_What is asked_: Copy out the whole listing below word for word, without changing a single line.

>> BEGIN Extracted information

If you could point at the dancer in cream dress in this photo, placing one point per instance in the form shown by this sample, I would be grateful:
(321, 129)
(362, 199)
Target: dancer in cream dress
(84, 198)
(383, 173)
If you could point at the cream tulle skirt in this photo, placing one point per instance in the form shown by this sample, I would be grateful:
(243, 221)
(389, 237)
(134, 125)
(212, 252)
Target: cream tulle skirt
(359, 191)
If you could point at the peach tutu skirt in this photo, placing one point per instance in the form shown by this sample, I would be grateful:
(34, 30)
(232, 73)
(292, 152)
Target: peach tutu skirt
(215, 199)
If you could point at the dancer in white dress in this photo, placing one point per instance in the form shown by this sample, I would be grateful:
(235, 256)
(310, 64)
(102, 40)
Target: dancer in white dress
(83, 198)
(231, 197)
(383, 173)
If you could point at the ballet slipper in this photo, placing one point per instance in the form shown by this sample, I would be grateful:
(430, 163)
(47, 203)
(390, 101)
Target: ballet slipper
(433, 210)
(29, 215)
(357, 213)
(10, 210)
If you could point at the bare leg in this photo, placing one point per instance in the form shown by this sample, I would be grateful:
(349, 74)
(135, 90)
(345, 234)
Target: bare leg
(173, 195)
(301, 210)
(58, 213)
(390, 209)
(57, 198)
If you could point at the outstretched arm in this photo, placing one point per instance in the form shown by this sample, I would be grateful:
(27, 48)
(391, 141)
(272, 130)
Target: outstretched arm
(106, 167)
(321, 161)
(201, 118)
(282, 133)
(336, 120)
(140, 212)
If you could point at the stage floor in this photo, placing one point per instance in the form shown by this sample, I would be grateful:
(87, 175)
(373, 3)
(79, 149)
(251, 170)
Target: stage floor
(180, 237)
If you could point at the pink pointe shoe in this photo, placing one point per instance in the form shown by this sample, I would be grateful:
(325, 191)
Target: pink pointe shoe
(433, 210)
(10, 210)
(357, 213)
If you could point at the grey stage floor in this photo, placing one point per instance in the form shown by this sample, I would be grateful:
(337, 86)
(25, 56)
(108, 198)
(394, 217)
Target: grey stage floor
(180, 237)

>> END Extracted information

_The answer_:
If you could point at the dancer in cream dress in this photo, placing one point per instance in the form shown by this sample, I would be grateful:
(321, 129)
(362, 199)
Target: dancer in cream dress
(84, 198)
(383, 173)
If you could point at the cream tulle skirt in this photo, placing one point per instance in the form shown by this sample, I would be grateful:
(243, 221)
(389, 237)
(134, 125)
(212, 252)
Target: cream tulle skirt
(359, 191)
If you could point at the peach tutu skirt in this photo, placing one point per instance in the form shown by this sample, I would be grateful:
(34, 30)
(232, 73)
(292, 152)
Target: peach tutu skirt
(215, 199)
If you could point at the dancer in white dress in this photo, placing one point per instance in the form shown by this sample, I would be grateful:
(235, 256)
(310, 64)
(102, 40)
Target: dancer in white dress
(83, 198)
(231, 197)
(383, 173)
If you could point at the ballet slipper in this photo, placing one point per instance in the form shown by this sample, I would be grateful:
(430, 163)
(47, 203)
(390, 101)
Target: ballet slipper
(433, 210)
(29, 215)
(357, 213)
(10, 210)
If you could point at the bare leg in this photo, placing one point per instance in the form shown by this sample, I would be grateful:
(349, 74)
(135, 90)
(345, 234)
Target: bare leg
(173, 195)
(301, 210)
(58, 213)
(390, 209)
(57, 198)
If you could point at the outstretched arm in this photo, placing one point per instance in the form shown by this sample, I would be grateful:
(27, 48)
(391, 141)
(272, 130)
Target: outstretched arm
(106, 167)
(321, 161)
(201, 118)
(282, 133)
(336, 120)
(140, 212)
If you could point at the stage floor in this photo, placing one point per instance in the form shown by this sample, I would be grateful:
(87, 175)
(373, 3)
(79, 149)
(251, 170)
Target: stage floor
(180, 237)
If you could point at the pink pointe shoe in this photo, placing one point per instance in the form shown by this sample, I would be grateful:
(325, 191)
Target: pink pointe shoe
(433, 210)
(10, 210)
(357, 213)
If you could point at the grey stage floor in this photo, placing one point per instance in the form shown by this sample, I would be grateful:
(337, 86)
(25, 56)
(108, 198)
(394, 217)
Target: grey stage floor
(180, 237)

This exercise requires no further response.